Output the line that contains "[indicate] the olive-green" and every line after it to the end of the entries, with nothing added or left out.

◇ ◇ ◇

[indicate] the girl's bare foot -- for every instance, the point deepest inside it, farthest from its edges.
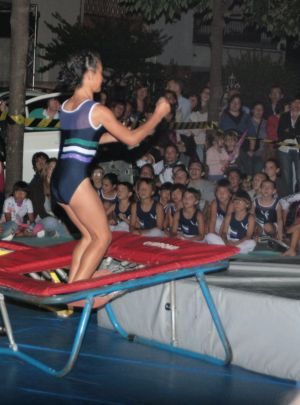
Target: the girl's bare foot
(290, 252)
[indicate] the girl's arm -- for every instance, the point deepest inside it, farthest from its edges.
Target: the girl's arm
(133, 219)
(201, 227)
(174, 230)
(110, 210)
(279, 222)
(253, 207)
(159, 216)
(212, 217)
(102, 115)
(31, 217)
(7, 216)
(224, 227)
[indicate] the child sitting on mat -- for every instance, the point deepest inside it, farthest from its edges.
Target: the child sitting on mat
(268, 212)
(238, 227)
(220, 207)
(292, 224)
(15, 208)
(122, 208)
(147, 215)
(189, 222)
(174, 206)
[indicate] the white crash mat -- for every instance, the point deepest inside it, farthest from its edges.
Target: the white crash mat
(263, 328)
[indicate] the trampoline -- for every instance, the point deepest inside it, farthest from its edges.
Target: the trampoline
(154, 261)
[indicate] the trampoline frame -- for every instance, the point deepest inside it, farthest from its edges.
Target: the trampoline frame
(125, 286)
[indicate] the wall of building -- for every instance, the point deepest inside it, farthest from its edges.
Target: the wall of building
(181, 50)
(69, 10)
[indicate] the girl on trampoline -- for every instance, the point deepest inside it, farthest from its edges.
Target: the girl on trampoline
(84, 125)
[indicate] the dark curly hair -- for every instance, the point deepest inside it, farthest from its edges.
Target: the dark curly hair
(73, 70)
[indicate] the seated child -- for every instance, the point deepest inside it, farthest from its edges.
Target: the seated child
(234, 177)
(268, 212)
(165, 195)
(258, 178)
(197, 172)
(216, 157)
(189, 222)
(15, 209)
(232, 147)
(147, 215)
(122, 209)
(181, 176)
(238, 227)
(108, 193)
(219, 207)
(97, 177)
(272, 170)
(174, 206)
(292, 225)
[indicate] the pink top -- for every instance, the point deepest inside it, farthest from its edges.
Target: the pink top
(216, 161)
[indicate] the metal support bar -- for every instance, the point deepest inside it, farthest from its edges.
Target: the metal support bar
(85, 316)
(7, 324)
(215, 317)
(171, 347)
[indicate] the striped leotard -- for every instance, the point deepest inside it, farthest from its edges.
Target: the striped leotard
(79, 142)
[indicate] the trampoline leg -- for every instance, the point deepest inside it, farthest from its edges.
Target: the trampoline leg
(115, 322)
(7, 324)
(80, 333)
(171, 347)
(215, 317)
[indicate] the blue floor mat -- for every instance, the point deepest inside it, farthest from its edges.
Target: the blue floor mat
(111, 370)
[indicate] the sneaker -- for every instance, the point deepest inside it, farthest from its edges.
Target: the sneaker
(40, 234)
(277, 245)
(9, 237)
(37, 229)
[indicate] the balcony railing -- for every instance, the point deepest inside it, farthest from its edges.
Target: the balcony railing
(236, 33)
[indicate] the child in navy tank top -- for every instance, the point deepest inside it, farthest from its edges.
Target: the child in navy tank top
(122, 208)
(220, 207)
(268, 211)
(189, 221)
(238, 227)
(174, 206)
(147, 215)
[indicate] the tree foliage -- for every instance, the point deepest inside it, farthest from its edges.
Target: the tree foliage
(255, 86)
(152, 10)
(123, 48)
(278, 18)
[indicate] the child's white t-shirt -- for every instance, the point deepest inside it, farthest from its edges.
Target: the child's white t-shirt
(17, 212)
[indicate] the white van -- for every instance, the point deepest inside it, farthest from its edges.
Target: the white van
(39, 139)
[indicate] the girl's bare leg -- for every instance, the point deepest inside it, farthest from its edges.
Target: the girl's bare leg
(295, 238)
(87, 213)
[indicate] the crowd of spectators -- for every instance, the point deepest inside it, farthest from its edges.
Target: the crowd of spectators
(238, 184)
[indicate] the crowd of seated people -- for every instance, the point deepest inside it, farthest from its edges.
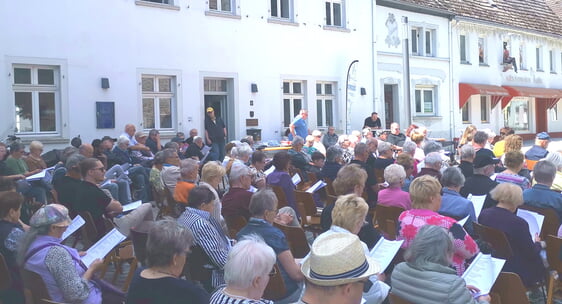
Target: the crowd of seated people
(101, 177)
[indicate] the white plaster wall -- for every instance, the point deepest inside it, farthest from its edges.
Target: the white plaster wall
(117, 38)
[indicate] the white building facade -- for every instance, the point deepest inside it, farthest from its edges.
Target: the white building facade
(90, 67)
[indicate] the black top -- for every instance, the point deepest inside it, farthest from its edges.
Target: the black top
(480, 185)
(165, 290)
(372, 123)
(397, 140)
(215, 129)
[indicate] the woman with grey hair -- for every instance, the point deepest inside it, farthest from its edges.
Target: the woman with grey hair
(166, 249)
(452, 203)
(247, 271)
(263, 211)
(426, 276)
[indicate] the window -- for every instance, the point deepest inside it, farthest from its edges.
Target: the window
(423, 43)
(482, 50)
(293, 97)
(463, 49)
(36, 92)
(158, 101)
(425, 97)
(539, 59)
(221, 5)
(484, 109)
(552, 61)
(281, 9)
(334, 13)
(325, 97)
(465, 113)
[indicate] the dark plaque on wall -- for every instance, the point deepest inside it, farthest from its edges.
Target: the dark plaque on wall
(105, 114)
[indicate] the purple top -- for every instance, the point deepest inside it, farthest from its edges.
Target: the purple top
(395, 197)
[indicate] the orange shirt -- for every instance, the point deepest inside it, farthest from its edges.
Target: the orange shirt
(182, 191)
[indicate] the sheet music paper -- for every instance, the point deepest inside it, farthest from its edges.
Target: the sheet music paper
(478, 202)
(131, 206)
(384, 251)
(483, 272)
(100, 249)
(463, 221)
(76, 223)
(269, 171)
(296, 179)
(318, 185)
(37, 176)
(534, 220)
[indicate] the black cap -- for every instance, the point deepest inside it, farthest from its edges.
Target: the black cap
(481, 161)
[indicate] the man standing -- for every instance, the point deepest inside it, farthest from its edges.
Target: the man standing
(299, 126)
(372, 122)
(215, 134)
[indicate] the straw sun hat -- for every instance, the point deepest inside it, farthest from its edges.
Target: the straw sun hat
(338, 259)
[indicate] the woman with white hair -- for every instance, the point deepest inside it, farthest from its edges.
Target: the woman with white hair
(426, 277)
(247, 271)
(166, 249)
(395, 175)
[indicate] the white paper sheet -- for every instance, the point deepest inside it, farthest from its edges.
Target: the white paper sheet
(318, 185)
(534, 220)
(37, 176)
(296, 179)
(483, 272)
(132, 206)
(384, 251)
(269, 171)
(478, 202)
(76, 223)
(100, 249)
(463, 221)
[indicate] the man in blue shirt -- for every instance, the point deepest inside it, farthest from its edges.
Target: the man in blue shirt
(299, 126)
(540, 195)
(538, 151)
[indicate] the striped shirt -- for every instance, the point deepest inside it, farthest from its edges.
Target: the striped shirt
(220, 297)
(209, 235)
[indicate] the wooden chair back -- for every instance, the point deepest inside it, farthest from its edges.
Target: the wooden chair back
(496, 239)
(275, 289)
(330, 186)
(5, 277)
(34, 285)
(281, 197)
(235, 224)
(296, 239)
(551, 222)
(510, 289)
(139, 239)
(198, 266)
(387, 219)
(395, 299)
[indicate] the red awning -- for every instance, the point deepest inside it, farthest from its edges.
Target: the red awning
(468, 89)
(550, 96)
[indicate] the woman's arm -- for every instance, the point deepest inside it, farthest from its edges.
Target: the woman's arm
(288, 261)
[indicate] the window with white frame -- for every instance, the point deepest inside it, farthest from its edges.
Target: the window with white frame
(158, 102)
(465, 113)
(221, 5)
(538, 55)
(293, 100)
(425, 100)
(463, 49)
(325, 102)
(36, 90)
(422, 41)
(281, 9)
(335, 12)
(482, 51)
(484, 109)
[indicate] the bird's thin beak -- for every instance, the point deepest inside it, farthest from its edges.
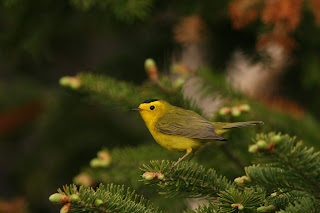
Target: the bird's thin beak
(137, 109)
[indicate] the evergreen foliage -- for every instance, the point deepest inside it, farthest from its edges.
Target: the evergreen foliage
(109, 198)
(285, 180)
(48, 133)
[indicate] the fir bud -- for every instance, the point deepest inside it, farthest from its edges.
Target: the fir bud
(83, 179)
(234, 205)
(98, 202)
(246, 179)
(149, 175)
(224, 110)
(240, 207)
(276, 139)
(160, 176)
(271, 207)
(65, 208)
(59, 198)
(262, 209)
(253, 148)
(68, 81)
(262, 144)
(75, 83)
(273, 194)
(64, 81)
(239, 181)
(235, 112)
(95, 163)
(151, 69)
(105, 158)
(74, 198)
(245, 108)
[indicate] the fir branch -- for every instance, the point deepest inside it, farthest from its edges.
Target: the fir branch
(291, 160)
(233, 200)
(107, 90)
(281, 200)
(109, 198)
(274, 178)
(211, 208)
(187, 179)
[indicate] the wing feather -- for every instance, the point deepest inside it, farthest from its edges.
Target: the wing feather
(187, 126)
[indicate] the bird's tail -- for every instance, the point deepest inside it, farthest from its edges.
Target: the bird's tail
(221, 127)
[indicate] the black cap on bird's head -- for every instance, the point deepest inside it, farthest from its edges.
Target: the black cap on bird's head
(150, 104)
(145, 102)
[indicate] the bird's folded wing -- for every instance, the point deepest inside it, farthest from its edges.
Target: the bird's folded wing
(187, 126)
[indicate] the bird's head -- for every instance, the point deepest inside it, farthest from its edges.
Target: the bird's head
(151, 110)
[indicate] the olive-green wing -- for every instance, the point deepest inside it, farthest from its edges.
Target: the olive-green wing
(187, 126)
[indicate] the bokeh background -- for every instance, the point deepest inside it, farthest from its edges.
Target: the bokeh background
(265, 53)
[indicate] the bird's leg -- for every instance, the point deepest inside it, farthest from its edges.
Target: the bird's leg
(193, 154)
(180, 159)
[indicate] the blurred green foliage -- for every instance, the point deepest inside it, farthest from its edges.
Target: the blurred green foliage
(49, 133)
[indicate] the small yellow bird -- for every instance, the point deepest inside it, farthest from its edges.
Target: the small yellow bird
(181, 130)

◇ ◇ ◇

◆ **WRITTEN SOLUTION**
[indicate] the olive-green wing -- for every instance, the point deepest inside it, farthest from its edges.
Target: the olive-green wing
(187, 126)
[indicate] the bokeh background -- for every instance, the point deepest inside it, farthest from its edges.
Target: the bokeh background
(265, 53)
[indicate] the bird's leg -- for every instance, the point deepest inside it, farthest from its edges.
Target: the bird's leg
(193, 154)
(180, 159)
[indicate] the blurred green foliage -- for every instance, the point deepest inside it, farthest from its edges.
Target: the blurred green foliage
(49, 133)
[indicate] the small yellow bird -- for every instance, the point deepest inside it, farthest from its edges.
Target: the small yellow bird
(181, 130)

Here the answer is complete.